# [PAGE EXCERPT]
+--

Rain, rain, rain. We are now turning our attention to it, praying for it, hoping for it, anticipating it, longing for it, and eagerly awaiting it. All over the world, and especially here in Eretz Yisroel, the need for rain is basic and essential. It is true that we do not feel it in a modernized society as much as we did in the past, since we do not see dwindling water supplies in our backyard as people still did just a few decades ago here, and still do in many parts of the world; but of course the indispensibility of rain is ever-present — for life, for agriculture, and, in fact, for any one of so many basic needs. Eretz Yisroel is blessed with an abundance of streams and brooks, creeks and rivulets. “For Hashem your Lord is bringing you to a good Land — a Land with flowing streams, and underground springs and subterranean waters, gushing out in valleys and mountains. (Devarim 8:7)
Of course, this then leads us to being confronted with the reality that, “But the land which you are crossing to occupy is a Land of mountains and valleys, which can be irrigated only by rain; it is therefore a Land constantly under Hashem, your Lord’s, scrutiny; the eyes of Hashem, your L-rd are upon it at all times, from the beginning of the year until the end of the year.” (Devarim 11:11) Unfortunately, the “blessing” of modern plumbing and water-storage-and -dispensation, which in Eretz Yisroel today is under the auspices of Mekoros — the national water company, who has gone and dried up many of the above-mentioned streams and water sources in the interests of creating a water-infrastructure which carries water to your kitchen sink and bathroom, as well as to just about everyone else’s — has created a distance between our Creator and ourselves, as most of us now do not directly experience Hashem’s giving us water. But let a winter or two or three go by with insufficient rainfall, and we are hit with the reality of our dependence, adding a special prayer in Shemoneh Esrei, perhaps fasting.. as the government scurries about, warning ominously of red lines, and of course raising the price we pay for water, and hatching brilliant schemes such as importing icebergs (no, not lettuce — real, live, icebergs) from our good friend, Turkey (I kid you not — people either don’t know, or have short -term memory issues.)
It is a fact that many of the rituals of Sukkos which we just celebrated have to do with beseeching Hashem to make the coming rainy season an abundant one. Chazal teach in Maseches Ta’anis, as well as in Maseches Sukah, that the four minim that we take and wave have an unusual dependence upon rain, reflecting ours, and thus constituting an implicit prayer for precipitation. The aravah we take on Hoshana Rabbah and the many many hoshanos which we say then are all about rain and imploring Hashem to send it. Of course we all remember how in the middle of the joy and gaiety of Simchas Torah we stopped, and solemnly, in a Yomim Nora’im niggun, no less, pleaded for rain in Tefillas Geshem.

+--

# [SET TASKS]
1. In the essay on rain, what is the name of Israel's national water company?
2. Write the next part of the essay on rain, picking up after its final paragraph.

+--

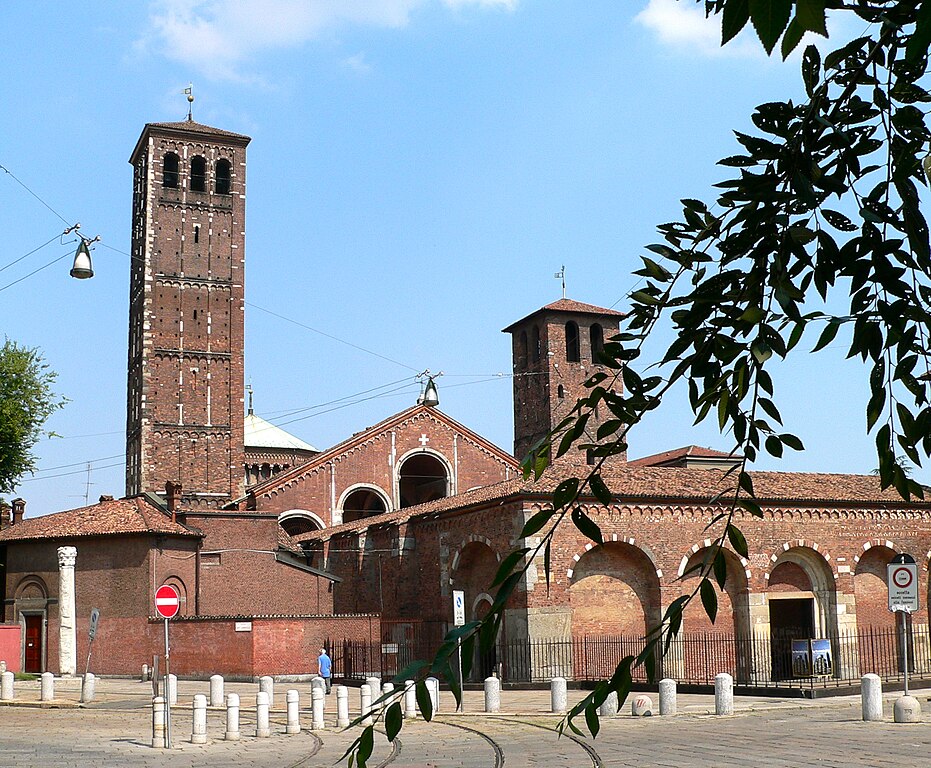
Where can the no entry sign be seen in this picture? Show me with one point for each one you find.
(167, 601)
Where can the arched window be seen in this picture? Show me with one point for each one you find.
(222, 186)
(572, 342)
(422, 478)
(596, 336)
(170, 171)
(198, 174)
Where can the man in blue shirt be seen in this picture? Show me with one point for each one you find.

+--

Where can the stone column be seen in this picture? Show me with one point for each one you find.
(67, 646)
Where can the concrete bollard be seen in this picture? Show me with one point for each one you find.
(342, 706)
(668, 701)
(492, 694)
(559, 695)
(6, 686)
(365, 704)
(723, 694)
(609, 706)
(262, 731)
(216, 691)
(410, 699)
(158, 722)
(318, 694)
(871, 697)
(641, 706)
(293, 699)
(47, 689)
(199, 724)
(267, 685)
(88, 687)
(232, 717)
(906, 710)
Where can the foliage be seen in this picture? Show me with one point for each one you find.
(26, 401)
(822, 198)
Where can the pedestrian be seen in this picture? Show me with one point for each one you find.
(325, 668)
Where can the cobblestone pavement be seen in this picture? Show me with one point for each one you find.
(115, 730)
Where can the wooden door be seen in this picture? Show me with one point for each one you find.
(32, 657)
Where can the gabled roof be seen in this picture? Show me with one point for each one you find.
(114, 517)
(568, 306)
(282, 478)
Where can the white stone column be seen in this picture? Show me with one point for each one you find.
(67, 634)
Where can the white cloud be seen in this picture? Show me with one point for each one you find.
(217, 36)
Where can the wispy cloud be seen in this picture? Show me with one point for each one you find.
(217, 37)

+--

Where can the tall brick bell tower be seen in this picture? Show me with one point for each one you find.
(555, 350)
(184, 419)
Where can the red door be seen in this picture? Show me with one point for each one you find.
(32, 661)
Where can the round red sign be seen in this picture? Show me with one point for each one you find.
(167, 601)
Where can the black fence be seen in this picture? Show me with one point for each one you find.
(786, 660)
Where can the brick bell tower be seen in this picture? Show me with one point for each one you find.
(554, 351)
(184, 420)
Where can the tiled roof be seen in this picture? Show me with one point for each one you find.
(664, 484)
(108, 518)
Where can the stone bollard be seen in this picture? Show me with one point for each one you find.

+--

# [RESULTS FOR EACH TASK]
1. Mekoros

2.
And how many people are aware that the festivities and liveliness which we all enjoyed at the many Simchas Beis Hasho’evahs which we attended are commemorative, according to most Rishonim, of the nisuch hamayim ceremony on Sukkos in the Bais Hamikdash (this consisted of pouring not only wine, but also water, into the cavities in the mizbe’ach made for this purpose, while bringing the daily Tamid morning korban), itself an avodah meant to be an insinuated prayer for rain (see Rosh Hashana 16A )?
Let us now take a deeper look at this “pouring-of-the-water” ceremony. Rashi (Vayikra 2:13) tells us of a Midrash which describes the dismay of the”lower waters” when the separation between the upper waters and the lower waters happened on the second day of Creation. (If that sounds vaguely familiar, we leined it in last week’s portion, B’reishis.) “Why have we now become distant from Hashem (the upper waters remained part of the heavenly spheres, while the lower waters became part of this world’s earthiness)?” Hashem then promised them that they would “return” to Him. When? How? When nisuch hamayim is performed, when the lower waters are poured ( i.e, offered ) on Hashem’s Holy Altar in the Bais Hamikdash.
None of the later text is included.